RECORDS:
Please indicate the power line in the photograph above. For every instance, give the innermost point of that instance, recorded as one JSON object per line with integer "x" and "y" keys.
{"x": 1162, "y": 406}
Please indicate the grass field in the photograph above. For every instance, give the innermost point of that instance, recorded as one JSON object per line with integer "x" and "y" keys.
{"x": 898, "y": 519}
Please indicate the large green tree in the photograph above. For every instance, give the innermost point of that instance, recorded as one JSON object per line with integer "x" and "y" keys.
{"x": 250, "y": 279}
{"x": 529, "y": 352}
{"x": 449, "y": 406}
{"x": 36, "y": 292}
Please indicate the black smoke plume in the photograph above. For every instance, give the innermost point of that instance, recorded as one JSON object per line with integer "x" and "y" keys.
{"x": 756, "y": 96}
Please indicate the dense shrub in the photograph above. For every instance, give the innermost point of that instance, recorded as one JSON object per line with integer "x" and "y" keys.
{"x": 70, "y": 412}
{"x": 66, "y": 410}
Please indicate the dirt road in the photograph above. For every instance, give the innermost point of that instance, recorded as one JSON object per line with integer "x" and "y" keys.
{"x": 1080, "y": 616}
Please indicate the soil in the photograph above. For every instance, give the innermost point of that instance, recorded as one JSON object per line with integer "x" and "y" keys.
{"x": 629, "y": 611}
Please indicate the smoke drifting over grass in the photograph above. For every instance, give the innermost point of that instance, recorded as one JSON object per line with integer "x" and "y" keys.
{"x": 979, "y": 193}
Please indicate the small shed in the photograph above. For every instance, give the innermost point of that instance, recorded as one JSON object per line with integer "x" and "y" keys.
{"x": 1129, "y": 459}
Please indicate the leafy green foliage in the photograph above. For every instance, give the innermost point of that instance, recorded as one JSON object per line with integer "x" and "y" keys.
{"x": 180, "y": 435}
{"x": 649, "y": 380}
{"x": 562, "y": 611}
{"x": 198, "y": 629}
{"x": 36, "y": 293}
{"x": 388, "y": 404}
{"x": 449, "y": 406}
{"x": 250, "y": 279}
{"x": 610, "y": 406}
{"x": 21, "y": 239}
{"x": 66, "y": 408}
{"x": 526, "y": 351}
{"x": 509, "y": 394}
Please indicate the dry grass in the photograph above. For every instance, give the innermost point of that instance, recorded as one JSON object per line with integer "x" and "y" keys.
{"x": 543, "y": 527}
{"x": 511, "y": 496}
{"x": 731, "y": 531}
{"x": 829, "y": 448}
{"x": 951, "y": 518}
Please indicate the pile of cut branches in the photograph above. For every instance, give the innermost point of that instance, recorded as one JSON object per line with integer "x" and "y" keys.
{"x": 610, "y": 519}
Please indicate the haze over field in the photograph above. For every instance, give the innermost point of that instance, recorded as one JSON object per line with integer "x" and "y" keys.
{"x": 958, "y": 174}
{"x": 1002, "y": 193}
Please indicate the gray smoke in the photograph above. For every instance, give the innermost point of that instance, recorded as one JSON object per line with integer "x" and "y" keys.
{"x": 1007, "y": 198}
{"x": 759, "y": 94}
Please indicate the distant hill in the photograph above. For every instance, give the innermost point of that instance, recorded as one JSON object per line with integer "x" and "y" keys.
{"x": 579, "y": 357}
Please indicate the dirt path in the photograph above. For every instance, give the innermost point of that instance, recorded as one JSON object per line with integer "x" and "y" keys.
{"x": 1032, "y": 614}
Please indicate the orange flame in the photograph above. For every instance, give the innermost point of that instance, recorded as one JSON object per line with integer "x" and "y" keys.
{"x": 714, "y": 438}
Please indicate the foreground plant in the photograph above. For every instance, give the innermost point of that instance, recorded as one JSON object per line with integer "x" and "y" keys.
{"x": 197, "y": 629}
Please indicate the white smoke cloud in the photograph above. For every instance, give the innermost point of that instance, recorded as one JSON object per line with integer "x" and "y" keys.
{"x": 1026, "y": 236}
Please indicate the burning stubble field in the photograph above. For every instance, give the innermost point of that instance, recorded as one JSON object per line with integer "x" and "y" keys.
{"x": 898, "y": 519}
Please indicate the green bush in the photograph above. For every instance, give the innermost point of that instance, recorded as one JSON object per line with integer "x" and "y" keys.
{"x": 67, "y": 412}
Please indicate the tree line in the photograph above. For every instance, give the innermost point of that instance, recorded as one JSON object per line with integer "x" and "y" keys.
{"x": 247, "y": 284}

WORK INSTRUCTION: Retype all the material exactly as shown.

PROBLEM SOLUTION:
Please indicate the power line in the photograph above. For every instance, give the innermost point of that instance, recorded as one JSON object per line with integer "x" and "y" keys.
{"x": 1162, "y": 406}
Please indicate the grass field in the photograph above. For every instance, give the innermost point of that instance, recorded as one JSON object per line with integer "x" and "y" keys.
{"x": 898, "y": 519}
Please indicate the large green tree in the photograph above. For every instance, give the innermost point of that instance, recorded as one JSON object per line with integer "x" and "y" keys.
{"x": 250, "y": 279}
{"x": 529, "y": 352}
{"x": 449, "y": 406}
{"x": 36, "y": 292}
Please indicate the black smoke plume in the photograph above. For every instance, give the innermost point of that instance, recorded as one JSON object per line with integer "x" and "y" keys.
{"x": 756, "y": 96}
Please indicate the dense shrub in the photograph above. For every instance, give the innermost point of that instance, recorded as one JSON object per line with integer "x" and "y" keys.
{"x": 70, "y": 412}
{"x": 66, "y": 410}
Please indicate the dirt road in the photograph above. For every instance, give the innermost point of that instance, recorded as one JSON object per line with integer "x" and "y" keys.
{"x": 1080, "y": 616}
Please indicate the soil in the photograph above. For every instance, give the innermost point of that instance, recorded as one JSON object per line with integer "x" and "y" keys.
{"x": 629, "y": 611}
Please indicate the smoke drifting over grass in the photograph above. For every instance, give the innermost point of that instance, recorded as one JSON object per line with integer "x" and "y" keys.
{"x": 979, "y": 193}
Please indicate the small shed in the photograph above. For every instance, give the innermost point of that instance, recorded as one JSON object per line with integer "x" and "y" keys.
{"x": 1129, "y": 459}
Please indicate the leafy green foliage in the photograph above. For every instance, give the innermost point of that instance, recorded as one JSON object per line with integer "x" and "y" keys.
{"x": 180, "y": 435}
{"x": 649, "y": 380}
{"x": 562, "y": 611}
{"x": 198, "y": 629}
{"x": 36, "y": 293}
{"x": 388, "y": 404}
{"x": 449, "y": 406}
{"x": 250, "y": 279}
{"x": 610, "y": 406}
{"x": 21, "y": 239}
{"x": 66, "y": 408}
{"x": 526, "y": 351}
{"x": 509, "y": 394}
Please indicate the dry grass in the photograph above. For every instance, give the innermost point of that instance, recorded as one JSON object per line with integer "x" and "y" keys.
{"x": 543, "y": 527}
{"x": 511, "y": 496}
{"x": 731, "y": 531}
{"x": 829, "y": 448}
{"x": 951, "y": 518}
Please indicate the pile of cut branches in the photograph above. For every instance, give the innermost point of that instance, recorded as one JSON object per line with integer "x" and "y" keys.
{"x": 610, "y": 519}
Please indicate the haze over field in the photograph above. For every instance, give the innermost point of that instance, recorded as one JSON object per line with integer "x" and "y" keys.
{"x": 958, "y": 174}
{"x": 1002, "y": 193}
Please indicate the gray smoke in the photograph above. For every instance, give the innermost point of that instance, recorded as one JSON object per line with integer "x" and "y" keys.
{"x": 1007, "y": 198}
{"x": 759, "y": 94}
Please indicate the distant hill in the photograph above. For every instance, give the innermost point of that instance, recorded as one JSON object per line with integer "x" and "y" keys.
{"x": 579, "y": 357}
Please indicate the dirt path in the photograph above. For every instance, give the innermost point of that instance, recorded as one JSON object per line with integer "x" and "y" keys.
{"x": 1032, "y": 614}
Please indicate the orange flame in the photograph above. For every instance, give the innermost point of that instance, recorded as one JSON object per line with integer "x" and "y" keys.
{"x": 714, "y": 438}
Please indicate the foreground plant in the photograph above. For every instance, give the innermost point of that instance, recorded as one JSON object per line with integer "x" and "y" keys.
{"x": 197, "y": 629}
Please indicate the white smoke cloud in the photograph above. For every instance, give the innermost point of that instance, recorded as one JSON object per line with integer "x" and "y" keys.
{"x": 1026, "y": 236}
Please indicate the burning stubble field in the photograph above. For every instance, give the innermost point of that instance, recorded as one JSON object per line with integer "x" and "y" keys.
{"x": 898, "y": 519}
Please indicate the green bush in the photograph above. For every instance, give the innermost point of that instance, recorded as one JSON object per line with integer "x" and "y" keys.
{"x": 67, "y": 412}
Please indicate the tree line in the photograph above. For every instance, give the innermost point of that instance, recorded as one JSON object per line with integer "x" and "y" keys.
{"x": 247, "y": 284}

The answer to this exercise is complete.